*** Excerpt Section Begins ***
Gozon scoops up GMA share rights after failed RSA deal
GMA chairman and chief executive Felipe Gozon appears determined to strengthen his control over the broadcast network following the collapse of the sale agreement with San Miguel president Ramon S. Ang.
At the same time, Gozon looped back in retired GMA executive Jose Marcelo Jimenez to take a more active role as vice chairman of the powerful executive committee.
In just a month since the RSA deal collapsed, Gozon’s FLG Management and Development Corp. has scooped up over 1.095 million GMA depository receipts and, also according to regulatory filings, another 872,500 shares of the country’s second-largest network.
The depository receipts will allow Gozon the right to convert each receipt into one GMA share at any day in the future at the current low share prices, anywhere between P6.10 and P6.35.
With an exercise price of five centavos each, the depository receipts have notionally enjoyed five-fold return every year since 2013.
Just last May, each depository receipt received a cash dividend of 25 centavos, the same dividend enjoyed by GMA shareholders, on top of the 27 and 25 centavos distributed in 2014 and 2013, respectively.
Going by previous filings, the Gozon company would
have obtained the additional depository receipts by transferring the equivalent number of GMA shares to GMA Holdings, essentially warehousing the stocks.
*** Excerpt Section Ends ***
*** Record set Section Begins ***
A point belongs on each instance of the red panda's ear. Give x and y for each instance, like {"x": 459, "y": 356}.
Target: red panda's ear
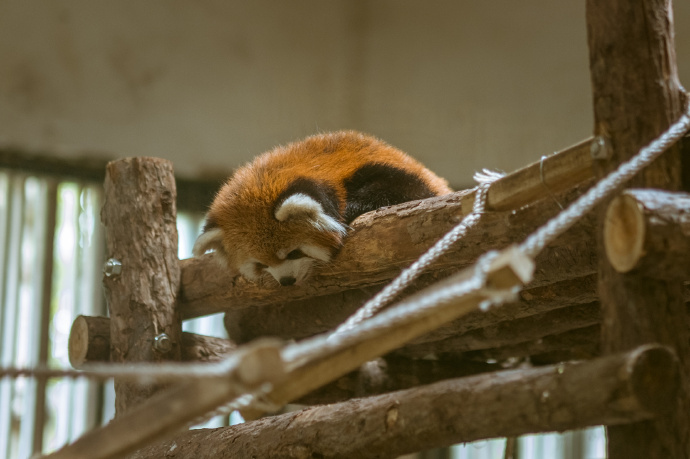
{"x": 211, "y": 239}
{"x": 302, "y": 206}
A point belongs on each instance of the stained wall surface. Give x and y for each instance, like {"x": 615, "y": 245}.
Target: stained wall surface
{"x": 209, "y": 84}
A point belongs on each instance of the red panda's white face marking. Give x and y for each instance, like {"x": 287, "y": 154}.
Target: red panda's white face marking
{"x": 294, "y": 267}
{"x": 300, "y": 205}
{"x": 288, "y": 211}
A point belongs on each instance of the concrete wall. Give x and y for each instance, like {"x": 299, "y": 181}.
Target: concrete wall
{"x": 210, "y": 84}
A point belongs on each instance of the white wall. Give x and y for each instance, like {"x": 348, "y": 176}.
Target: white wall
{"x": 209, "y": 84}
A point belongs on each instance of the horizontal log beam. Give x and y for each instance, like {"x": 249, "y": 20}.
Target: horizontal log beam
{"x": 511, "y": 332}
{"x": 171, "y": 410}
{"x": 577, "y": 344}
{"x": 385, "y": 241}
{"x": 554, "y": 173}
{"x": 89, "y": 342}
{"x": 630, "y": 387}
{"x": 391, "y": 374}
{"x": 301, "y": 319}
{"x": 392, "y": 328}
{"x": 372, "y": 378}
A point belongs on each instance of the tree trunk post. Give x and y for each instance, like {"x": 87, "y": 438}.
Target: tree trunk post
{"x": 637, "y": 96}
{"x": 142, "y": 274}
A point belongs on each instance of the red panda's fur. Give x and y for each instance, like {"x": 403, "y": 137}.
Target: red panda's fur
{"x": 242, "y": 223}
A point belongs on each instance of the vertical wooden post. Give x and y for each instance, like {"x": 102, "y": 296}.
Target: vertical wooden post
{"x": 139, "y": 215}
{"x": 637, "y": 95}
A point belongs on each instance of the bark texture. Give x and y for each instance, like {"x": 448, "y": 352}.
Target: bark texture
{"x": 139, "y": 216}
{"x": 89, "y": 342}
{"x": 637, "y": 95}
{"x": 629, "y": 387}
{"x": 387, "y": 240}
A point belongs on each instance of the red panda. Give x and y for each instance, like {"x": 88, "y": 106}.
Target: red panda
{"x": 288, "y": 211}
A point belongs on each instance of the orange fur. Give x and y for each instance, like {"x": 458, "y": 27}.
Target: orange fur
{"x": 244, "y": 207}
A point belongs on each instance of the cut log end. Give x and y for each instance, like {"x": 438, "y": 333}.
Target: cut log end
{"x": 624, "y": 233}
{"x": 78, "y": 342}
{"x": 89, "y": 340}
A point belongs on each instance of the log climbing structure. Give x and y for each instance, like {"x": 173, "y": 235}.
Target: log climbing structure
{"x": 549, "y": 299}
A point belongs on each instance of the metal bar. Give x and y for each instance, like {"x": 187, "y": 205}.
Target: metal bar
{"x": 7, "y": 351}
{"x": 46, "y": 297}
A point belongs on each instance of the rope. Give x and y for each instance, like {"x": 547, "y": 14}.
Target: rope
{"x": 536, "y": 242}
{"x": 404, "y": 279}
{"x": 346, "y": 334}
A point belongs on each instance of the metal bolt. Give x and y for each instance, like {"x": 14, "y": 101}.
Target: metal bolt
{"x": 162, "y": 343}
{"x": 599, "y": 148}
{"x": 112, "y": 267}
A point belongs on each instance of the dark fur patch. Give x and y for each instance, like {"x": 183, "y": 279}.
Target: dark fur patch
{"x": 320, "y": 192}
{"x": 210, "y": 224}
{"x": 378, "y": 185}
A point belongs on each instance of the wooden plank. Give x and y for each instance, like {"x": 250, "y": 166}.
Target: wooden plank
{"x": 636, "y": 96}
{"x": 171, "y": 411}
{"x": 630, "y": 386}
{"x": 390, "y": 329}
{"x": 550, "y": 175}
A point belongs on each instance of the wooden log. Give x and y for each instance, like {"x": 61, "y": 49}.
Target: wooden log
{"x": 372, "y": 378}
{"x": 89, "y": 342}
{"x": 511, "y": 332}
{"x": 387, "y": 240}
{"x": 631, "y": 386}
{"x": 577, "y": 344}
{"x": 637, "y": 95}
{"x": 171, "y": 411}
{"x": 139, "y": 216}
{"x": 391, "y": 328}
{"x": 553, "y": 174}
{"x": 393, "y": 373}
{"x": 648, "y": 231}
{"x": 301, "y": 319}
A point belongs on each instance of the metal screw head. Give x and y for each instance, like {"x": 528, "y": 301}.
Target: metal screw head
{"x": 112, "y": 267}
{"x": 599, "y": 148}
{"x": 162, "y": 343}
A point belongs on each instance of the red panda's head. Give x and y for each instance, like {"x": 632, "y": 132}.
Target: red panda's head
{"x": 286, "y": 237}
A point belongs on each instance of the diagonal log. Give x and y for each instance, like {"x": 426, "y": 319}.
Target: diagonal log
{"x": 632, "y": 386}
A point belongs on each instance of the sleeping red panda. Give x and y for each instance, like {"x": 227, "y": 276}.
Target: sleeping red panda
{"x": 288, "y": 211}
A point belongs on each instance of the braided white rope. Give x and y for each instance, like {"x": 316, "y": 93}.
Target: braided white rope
*** Record set Section Ends ***
# [Questions]
a) Return the portion of the article between "Just last May, each" and "and 2013, respectively.", inclusive.
b) Name each person the article mentions by full name.
Base every response on the article alone.

# [Solutions per task]
a)
Just last May, each depository receipt received a cash dividend of 25 centavos, the same dividend enjoyed by GMA shareholders, on top of the 27 and 25 centavos distributed in 2014 and 2013, respectively.

b)
Felipe Gozon
Ramon S. Ang
Jose Marcelo Jimenez